▸ Document segment
········
Mother Angelica, (the foundress of the EWTN, the world's first global Catholic television, radio and internet network) who became the champion of orthodox Catholicism in the early 1990's, after she condemend a woman playing Jesus in the Stations of the Cross at World Youth Day, in Denver said the same thing.
She said, "Reading the documents of Vatican II, is like reading Sacred Scripture", and lamented the fact that these documents had been used to justify all sorts of innovation in church life.
Archbishop Marcel Lefebvre wrote a letter to Paul VI in 1977 saying he was prepared to accept all the documents of Vatican II, if he could interpret them in the light of tradition.
Pope Benedict has pretty much said the same thing when he contrasts the "hermeneutic of continuity", with the "hermeneutic of rupture", in regard to their intepretation.
Anything that is is ambiguous in the Council documents, we must go back to earlier, clearer statments, to find their proper meaning, regardless of what liberal Council Fathers with their aggiornamento were entusiastic about.
As Mr John Lamont, a Catholic theologian in Australia has pointed out, the Society of St Pius X accepts about 95% of conciliar teaching, a far greater number than most theologians in the Western Church.
It is true that in the decades following the Council, the Church experienced a terrible decline in terms of church attendance, priestly and religous vocations, and loyalty to the Church's Magisterium, by the average worshipper in the pews. An impoverished liturgy did not help things either.
But was that the problem of the Council itself, or erroneous interpretations of it as Pope Benedict, seems to be saying?
Perhaps instead of condeming the Council all the time, it is time for us to go back to the documents themselves, and discover their hidden riches. For instance in Lumen Gentium, Chapter 8, no Council has ever talked as gloriously of the Blessed Virgin Mary.
Even though we have our life jackets on as we struggle in the waters, let us cling to the man guiding the Barque of Peter through this travail. Nobody else can take his place.
Mikhail Gorbachev thought that Communism was reformable, could be purged of the Stalinism that followed Lenin's supposedly "pure" Marxism.
But Lenin was just a stone-hearted mass murderer too of course.
Similarly, without issuing an authoritative document or series of documents showing how and why the disputed Vatican II documents are in line with Catholic Tradition, the Pope's appeals to them are just so much empty air.
········
▸ Data section
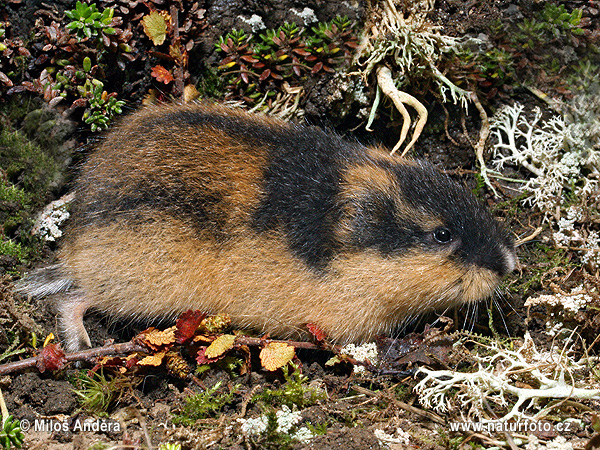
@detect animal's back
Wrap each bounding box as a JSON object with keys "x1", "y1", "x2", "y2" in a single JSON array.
········
▸ Aim 1
Quote from the Vatican II commentary the part that opens with the words containing "But was that" and closes with "Blessed Virgin Mary.".
▸ Aim 2
In the Vatican II commentary, condense the paragraph beginning "It is true that in the decades following the Council" into one sentence that keeps its main facts.
▸ Aim 3
Translate this sentence from the Vatican II commentary into Spanish: "Archbishop Marcel Lefebvre wrote a letter to Paul VI in 1977 saying he was prepared to accept all the documents of Vatican II, if he could interpret them in the light of tradition."

▸ Expected answer 1
But was that the problem of the Council itself, or erroneous interpretations of it as Pope Benedict, seems to be saying?
Perhaps instead of condeming the Council all the time, it is time for us to go back to the documents themselves, and discover their hidden riches. For instance in Lumen Gentium, Chapter 8, no Council has ever talked as gloriously of the Blessed Virgin Mary.

▸ Expected answer 2
In the decades after the Council, the Church saw a steep decline in church attendance, priestly and religious vocations, and the average worshipper's loyalty to the Magisterium, and an impoverished liturgy made things worse.

▸ Expected answer 3
El arzobispo Marcel Lefebvre escribió una carta a Pablo VI en 1977 en la que decía que estaba dispuesto a aceptar todos los documentos del Vaticano II si podía interpretarlos a la luz de la tradición.